→ **Texto do documento**:
Maio de 2015 - Vol.20 - Nº 5

História da Psiquiatria

ASSOCIATIVISMO MÉDICO E A ASSOCIAÇÃO BRASILEIRA DE PSIQUIATRIA

Walmor J.Piccinini

     Quando conclui o Curso Médico na Faculdade de Medicina de Porto Alegre (UFRGS), em 1965 me deparei com algumas exigências para poder praticar minha profissão.  A primeira era ser inscrito no Conselho Regional de Medicina do Rio Grande do Sul. Órgão que fazia parte de uma estrutura maior, o conselho Federal de medicina.  A inscrição era obrigatória, sem ela não se pode exercer a profissão.  A segunda não era obrigatória, mas  aconselhável de  ser associado da Associação Médica do Rio Grande do Sul que fazia parte de uma estrutura maior a Associação Médica Brasileira.A terceira que na época não parecia ter importância era a de ser  sindicalizado,  não se considerava a existência do Sindicato Médico.

→ **Dados fornecidos**:

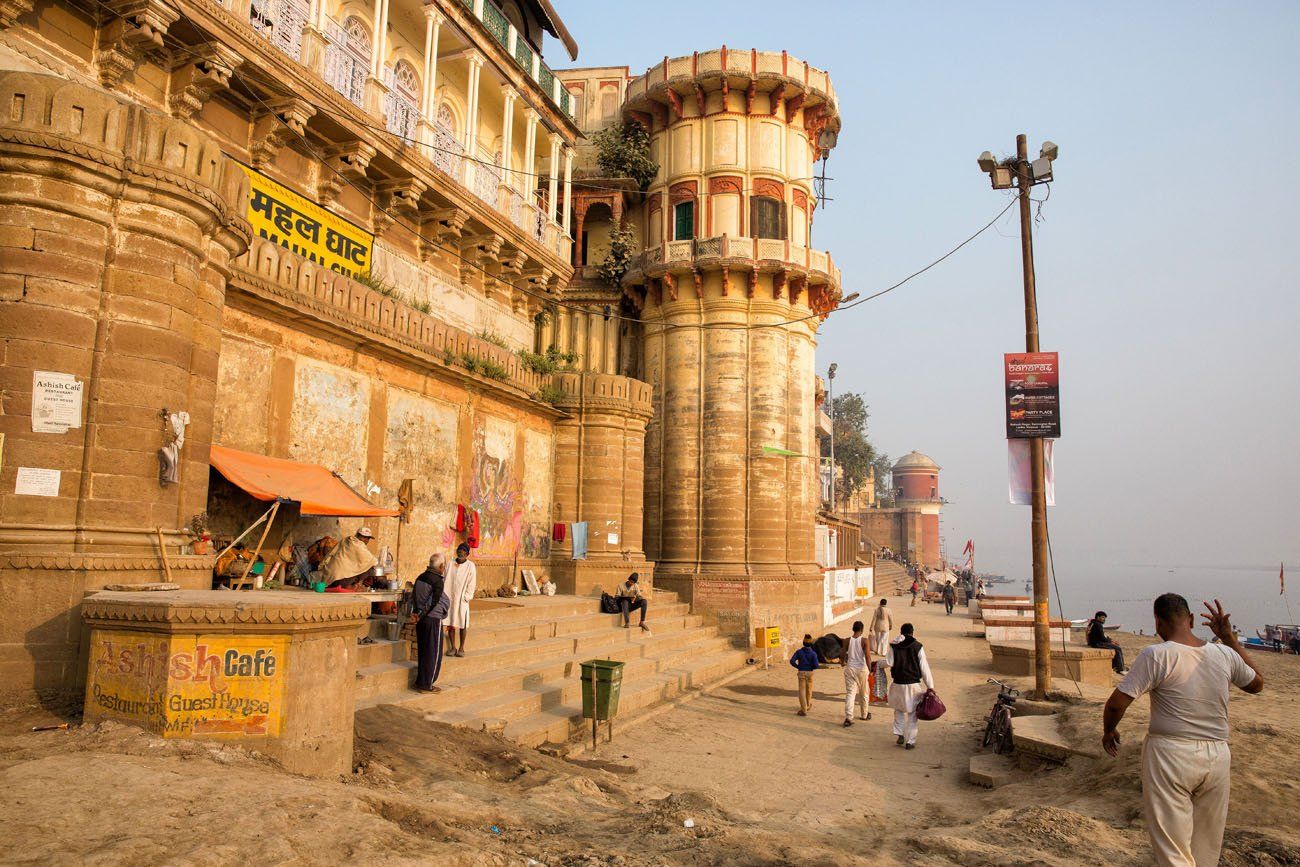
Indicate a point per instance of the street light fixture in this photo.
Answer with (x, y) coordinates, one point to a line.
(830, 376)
---
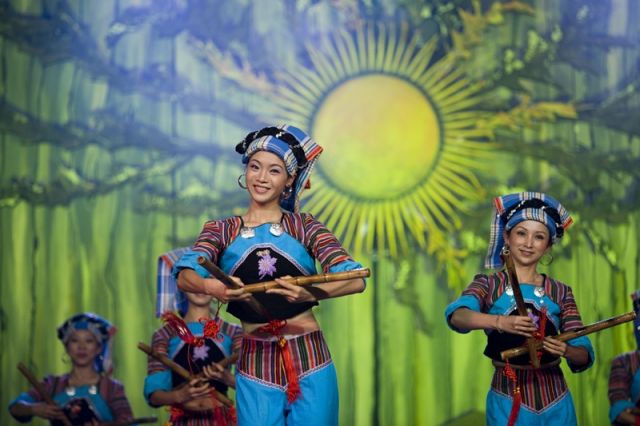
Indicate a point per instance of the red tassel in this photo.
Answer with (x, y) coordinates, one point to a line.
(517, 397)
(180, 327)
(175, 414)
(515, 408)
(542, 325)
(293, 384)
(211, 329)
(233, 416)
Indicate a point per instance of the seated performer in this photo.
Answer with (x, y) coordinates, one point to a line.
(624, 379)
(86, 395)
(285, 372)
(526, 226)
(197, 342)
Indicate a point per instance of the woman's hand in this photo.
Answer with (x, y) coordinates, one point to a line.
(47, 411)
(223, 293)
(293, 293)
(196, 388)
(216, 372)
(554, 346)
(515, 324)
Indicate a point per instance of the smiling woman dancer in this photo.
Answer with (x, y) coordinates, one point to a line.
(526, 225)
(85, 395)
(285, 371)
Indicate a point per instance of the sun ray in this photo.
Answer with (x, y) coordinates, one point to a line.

→ **Tarefas**:
[A] No texto sobre associativismo médico, qual era a primeira exigência para poder praticar a profissão?
[B] Resuma o texto sobre associativismo médico em duas frases.
[C] Escreva a continuação do texto sobre associativismo médico a partir da última frase apresentada.

→ **Respostas**:
[A] Ser inscrito no Conselho Regional de Medicina do Rio Grande do Sul.

[B] Ao concluir o Curso Médico na Faculdade de Medicina de Porto Alegre (UFRGS), em 1965, quem escreve deparou-se com exigências para exercer a profissão, a primeira delas obrigatória: a inscrição no Conselho Regional de Medicina do Rio Grande do Sul. A segunda, apenas aconselhável, era associar-se à Associação Médica do Rio Grande do Sul, e a terceira, que na época não parecia ter importância, era a sindicalização.

[C]
    Estas eram as opções do jovem médico. Tendo entrado para uma residência médica, o trabalho intenso e absorvente não deixava muito tempo para tecer considerações sobre este assunto. O treinamento visava a clínica particular, os pobres eram atendidos gratuitamente e com objetivo de treinamento.  Como não se pensava em ser empregado não se sentia a necessidade do Sindicato Médico que zelava pelos direitos trabalhistas dos médicos.  As Associações Médicas serviam para congregar e promover a  atualização científica. Com o tempo passaram a defender melhor remuneração dos médicos em seus contratos com o governo. O Conselho servia, além de credenciar os profissionais para poder ingressar no mercado de trabalho,  zelar pela defesa dos princípios éticos da atividade médica.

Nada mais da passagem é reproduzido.